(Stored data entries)

::::::::

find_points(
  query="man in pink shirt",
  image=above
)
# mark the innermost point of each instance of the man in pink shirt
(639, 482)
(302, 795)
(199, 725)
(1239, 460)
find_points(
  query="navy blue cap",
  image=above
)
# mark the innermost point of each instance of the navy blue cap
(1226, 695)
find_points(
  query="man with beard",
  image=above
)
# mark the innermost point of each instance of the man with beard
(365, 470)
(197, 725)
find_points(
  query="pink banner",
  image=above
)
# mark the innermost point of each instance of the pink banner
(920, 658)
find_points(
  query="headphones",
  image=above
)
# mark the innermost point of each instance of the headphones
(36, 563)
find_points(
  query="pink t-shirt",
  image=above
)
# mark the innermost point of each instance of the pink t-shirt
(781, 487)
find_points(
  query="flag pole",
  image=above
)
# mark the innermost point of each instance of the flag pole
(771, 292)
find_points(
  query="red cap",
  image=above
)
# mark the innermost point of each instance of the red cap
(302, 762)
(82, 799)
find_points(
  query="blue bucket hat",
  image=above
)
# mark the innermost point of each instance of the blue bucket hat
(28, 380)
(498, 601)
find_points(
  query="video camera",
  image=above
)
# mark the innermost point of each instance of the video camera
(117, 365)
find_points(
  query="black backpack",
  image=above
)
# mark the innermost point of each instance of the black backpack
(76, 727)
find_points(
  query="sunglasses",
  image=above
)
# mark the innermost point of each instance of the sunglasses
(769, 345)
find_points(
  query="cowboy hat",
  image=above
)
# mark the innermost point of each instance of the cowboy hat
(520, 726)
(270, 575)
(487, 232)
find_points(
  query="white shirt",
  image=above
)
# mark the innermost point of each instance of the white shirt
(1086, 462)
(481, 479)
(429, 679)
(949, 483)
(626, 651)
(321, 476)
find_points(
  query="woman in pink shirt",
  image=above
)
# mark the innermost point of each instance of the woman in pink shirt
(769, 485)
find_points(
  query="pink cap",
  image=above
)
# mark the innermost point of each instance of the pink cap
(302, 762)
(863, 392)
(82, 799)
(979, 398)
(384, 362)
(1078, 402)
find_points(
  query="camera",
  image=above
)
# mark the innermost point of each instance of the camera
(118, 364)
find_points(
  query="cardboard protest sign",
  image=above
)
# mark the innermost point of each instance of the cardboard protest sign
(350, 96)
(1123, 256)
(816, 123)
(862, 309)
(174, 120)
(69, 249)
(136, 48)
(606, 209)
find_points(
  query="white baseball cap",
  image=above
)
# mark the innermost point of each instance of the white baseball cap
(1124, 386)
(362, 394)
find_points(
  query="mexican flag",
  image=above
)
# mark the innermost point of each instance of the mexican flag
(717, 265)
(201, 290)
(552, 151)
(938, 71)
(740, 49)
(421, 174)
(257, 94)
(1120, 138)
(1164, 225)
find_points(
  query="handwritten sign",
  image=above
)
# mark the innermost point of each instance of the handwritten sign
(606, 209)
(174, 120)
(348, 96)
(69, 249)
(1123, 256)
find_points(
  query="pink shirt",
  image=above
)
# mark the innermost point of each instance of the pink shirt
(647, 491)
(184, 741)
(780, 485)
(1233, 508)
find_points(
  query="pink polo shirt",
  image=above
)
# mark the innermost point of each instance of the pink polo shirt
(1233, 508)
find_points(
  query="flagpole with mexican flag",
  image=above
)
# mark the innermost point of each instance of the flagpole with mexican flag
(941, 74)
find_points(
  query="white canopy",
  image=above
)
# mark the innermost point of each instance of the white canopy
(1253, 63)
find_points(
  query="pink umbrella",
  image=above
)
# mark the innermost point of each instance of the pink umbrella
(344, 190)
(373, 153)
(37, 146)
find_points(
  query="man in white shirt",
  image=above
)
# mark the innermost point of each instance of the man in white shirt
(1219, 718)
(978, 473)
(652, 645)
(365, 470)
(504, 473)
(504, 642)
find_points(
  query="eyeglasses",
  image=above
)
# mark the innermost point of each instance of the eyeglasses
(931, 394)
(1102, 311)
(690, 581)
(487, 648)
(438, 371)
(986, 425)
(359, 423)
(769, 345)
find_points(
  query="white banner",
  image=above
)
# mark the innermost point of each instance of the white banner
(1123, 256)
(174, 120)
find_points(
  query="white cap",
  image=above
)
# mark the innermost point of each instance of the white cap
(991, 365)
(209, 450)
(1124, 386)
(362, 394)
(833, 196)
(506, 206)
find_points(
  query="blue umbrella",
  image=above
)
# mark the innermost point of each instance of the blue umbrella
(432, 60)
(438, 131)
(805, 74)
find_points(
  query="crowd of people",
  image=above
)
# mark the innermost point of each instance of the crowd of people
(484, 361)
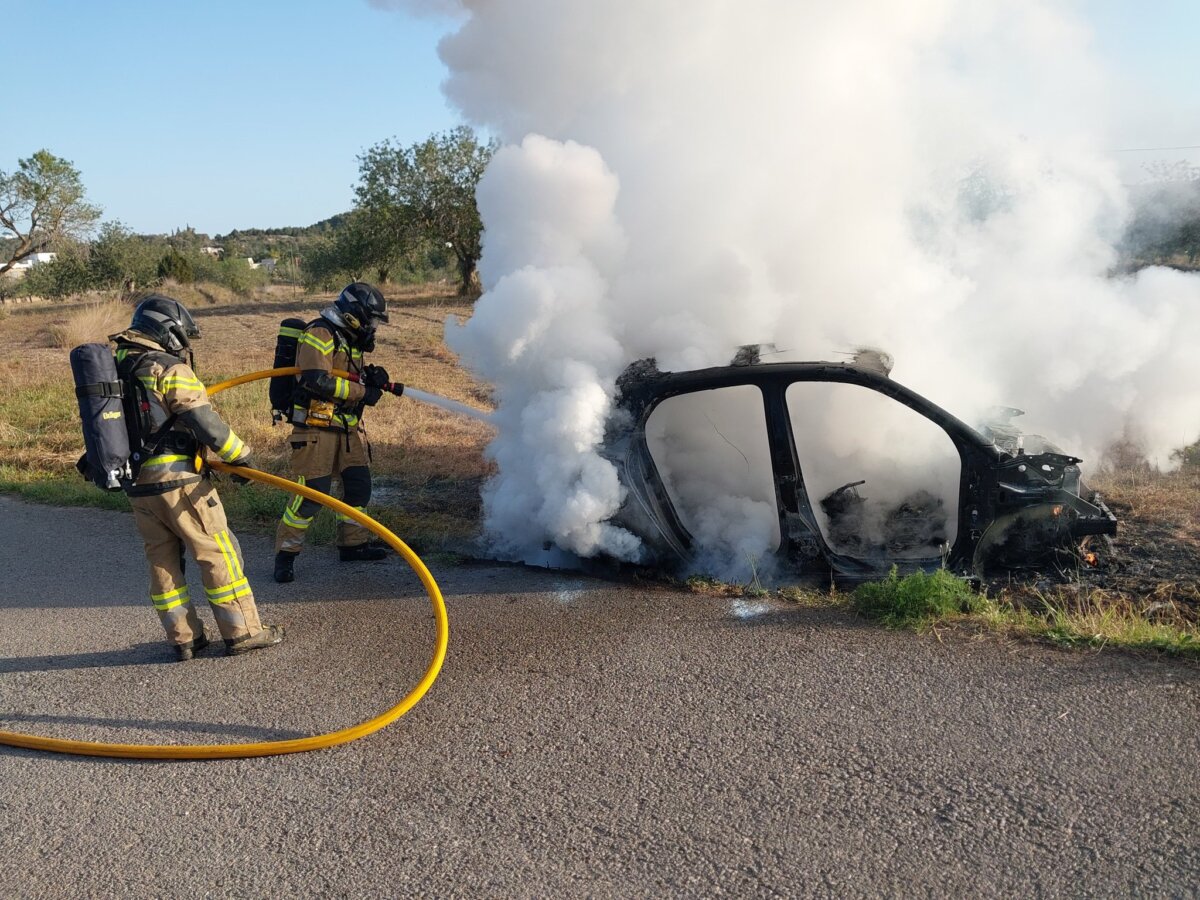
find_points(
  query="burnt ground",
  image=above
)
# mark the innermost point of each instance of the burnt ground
(1153, 562)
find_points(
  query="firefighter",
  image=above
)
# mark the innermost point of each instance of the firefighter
(327, 414)
(174, 507)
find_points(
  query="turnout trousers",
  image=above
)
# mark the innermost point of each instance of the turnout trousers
(318, 456)
(192, 517)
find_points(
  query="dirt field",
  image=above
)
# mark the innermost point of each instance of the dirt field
(430, 463)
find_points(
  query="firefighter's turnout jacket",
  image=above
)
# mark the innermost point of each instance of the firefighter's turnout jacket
(327, 437)
(174, 507)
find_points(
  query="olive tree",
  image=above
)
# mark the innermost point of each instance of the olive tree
(42, 205)
(425, 195)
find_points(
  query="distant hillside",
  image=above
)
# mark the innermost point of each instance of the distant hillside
(279, 243)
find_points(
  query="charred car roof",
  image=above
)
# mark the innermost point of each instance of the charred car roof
(1014, 508)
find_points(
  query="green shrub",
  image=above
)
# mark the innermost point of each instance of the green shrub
(917, 599)
(177, 267)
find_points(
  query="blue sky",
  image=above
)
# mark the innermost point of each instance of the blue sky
(244, 114)
(219, 114)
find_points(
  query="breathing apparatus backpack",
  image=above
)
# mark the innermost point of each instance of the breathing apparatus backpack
(114, 411)
(282, 389)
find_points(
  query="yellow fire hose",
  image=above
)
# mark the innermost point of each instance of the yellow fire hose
(274, 748)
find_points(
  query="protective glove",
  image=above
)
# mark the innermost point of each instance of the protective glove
(375, 377)
(239, 462)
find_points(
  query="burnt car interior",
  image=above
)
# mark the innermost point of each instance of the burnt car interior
(834, 469)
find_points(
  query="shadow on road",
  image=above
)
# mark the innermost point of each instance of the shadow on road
(151, 653)
(252, 732)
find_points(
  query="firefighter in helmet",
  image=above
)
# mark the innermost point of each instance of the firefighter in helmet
(174, 507)
(327, 414)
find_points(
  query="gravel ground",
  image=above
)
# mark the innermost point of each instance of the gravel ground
(585, 738)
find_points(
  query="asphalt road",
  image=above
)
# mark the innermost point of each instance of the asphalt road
(583, 739)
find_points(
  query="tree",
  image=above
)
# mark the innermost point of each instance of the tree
(42, 205)
(123, 261)
(425, 193)
(178, 267)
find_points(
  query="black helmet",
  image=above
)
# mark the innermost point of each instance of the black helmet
(166, 322)
(361, 307)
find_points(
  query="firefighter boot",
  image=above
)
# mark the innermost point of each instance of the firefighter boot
(269, 636)
(189, 649)
(283, 563)
(363, 552)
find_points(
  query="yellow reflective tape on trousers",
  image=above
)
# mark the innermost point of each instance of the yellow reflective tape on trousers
(294, 507)
(228, 592)
(293, 521)
(231, 556)
(163, 460)
(171, 599)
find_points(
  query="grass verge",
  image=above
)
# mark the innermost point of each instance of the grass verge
(1066, 618)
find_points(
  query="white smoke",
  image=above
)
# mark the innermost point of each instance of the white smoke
(682, 178)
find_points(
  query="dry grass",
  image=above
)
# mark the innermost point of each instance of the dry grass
(429, 463)
(94, 322)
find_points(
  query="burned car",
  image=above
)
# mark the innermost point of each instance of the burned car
(833, 469)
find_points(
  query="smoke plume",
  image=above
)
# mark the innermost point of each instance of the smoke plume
(682, 178)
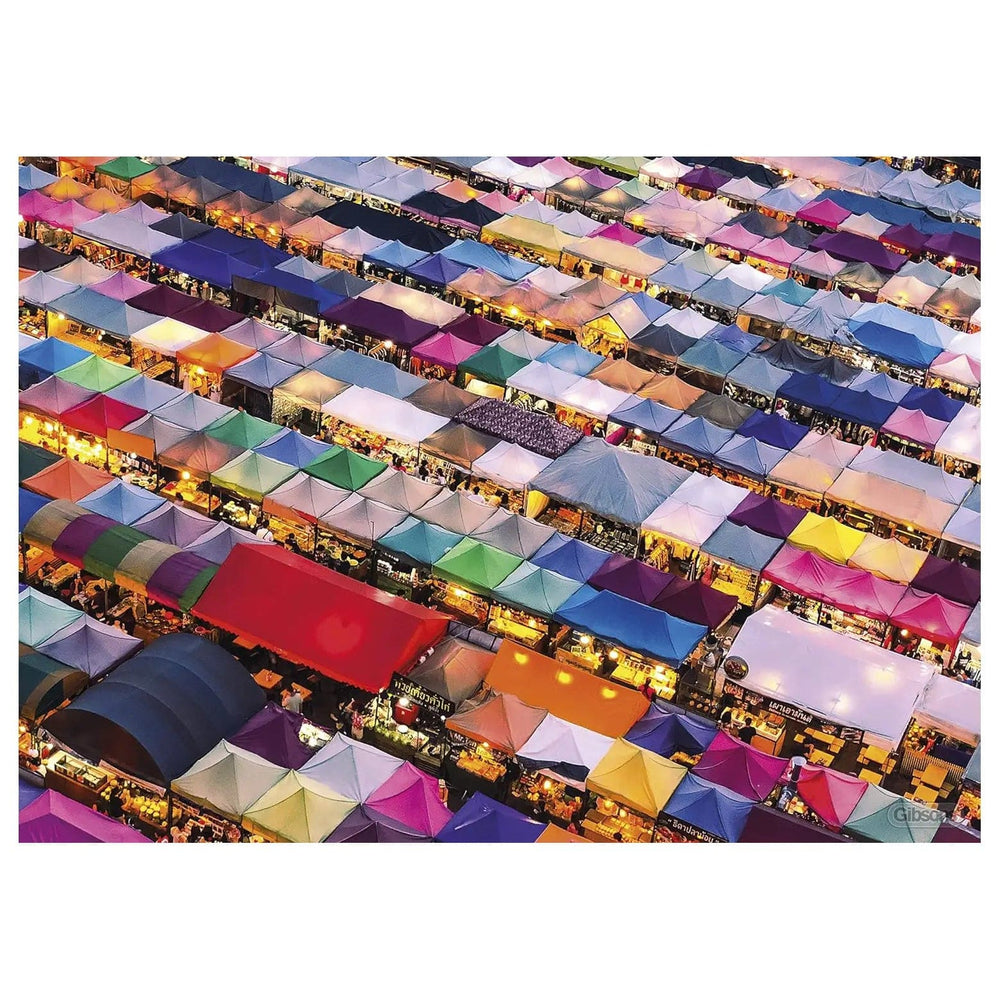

::::::::

- **WORK REQUIRED**
Rewrite everything from the start of the records down to the line containing "(1078, 402)", changing "cowboy hat" to "straw hat" and keeping all else the same.

- **WRITTEN RESPONSE**
find_points(
  query="man in pink shirt",
  image=above
)
# mark the innermost point of each instance of the man in pink shirt
(639, 482)
(302, 795)
(199, 725)
(1239, 460)
find_points(
  query="navy blue cap",
  image=above
)
# mark the innermost point of each instance of the navy blue cap
(1226, 695)
find_points(
  query="man with beard",
  image=above
)
# mark the innermost point of each instance of the man with beard
(365, 470)
(197, 725)
find_points(
  query="pink banner",
  image=above
)
# mark the innermost point of each instance of the pink banner
(920, 658)
find_points(
  query="headphones",
  image=above
)
# mark the innermost point of each instance of the headphones
(36, 563)
find_points(
  query="pink t-shirt",
  image=above
)
# mark the innermost point of each instance of the pink t-shirt
(781, 487)
find_points(
  query="flag pole",
  image=above
)
# mark the innermost point of each instance of the flag pole
(771, 292)
find_points(
  query="red cap",
  image=above
)
# mark the innermost point of each instance of the red cap
(302, 762)
(82, 799)
find_points(
  query="blue bucket hat",
  image=above
)
# mark the innermost point of each instance of the blue bucket hat
(28, 380)
(498, 601)
find_points(
  query="video camera",
  image=above
)
# mark the innermost point of each instance of the video camera
(117, 365)
find_points(
  query="black backpack",
  image=above
)
# mark the innermost point of each instance of the black backpack
(76, 727)
find_points(
  query="sunglasses",
  image=above
)
# mark the innermost point of each instance of the sunglasses
(769, 345)
find_points(
  query="straw hat",
  image=above
)
# mark the innermost point of each instance of the straw hat
(520, 726)
(270, 575)
(487, 232)
find_points(
  query="white shirt",
  image=above
)
# mark the innermost point of each instance of the white shirt
(1086, 462)
(481, 479)
(429, 679)
(949, 483)
(626, 651)
(321, 476)
find_points(
  query="woman in pink shirt",
  image=above
)
# mark the innermost point of each instance of the woman in pink shirt
(769, 485)
find_points(
  query="pink cap",
  image=above
)
# mark the innermost point of each instance of the pink cap
(302, 762)
(863, 392)
(82, 799)
(979, 398)
(384, 362)
(1078, 402)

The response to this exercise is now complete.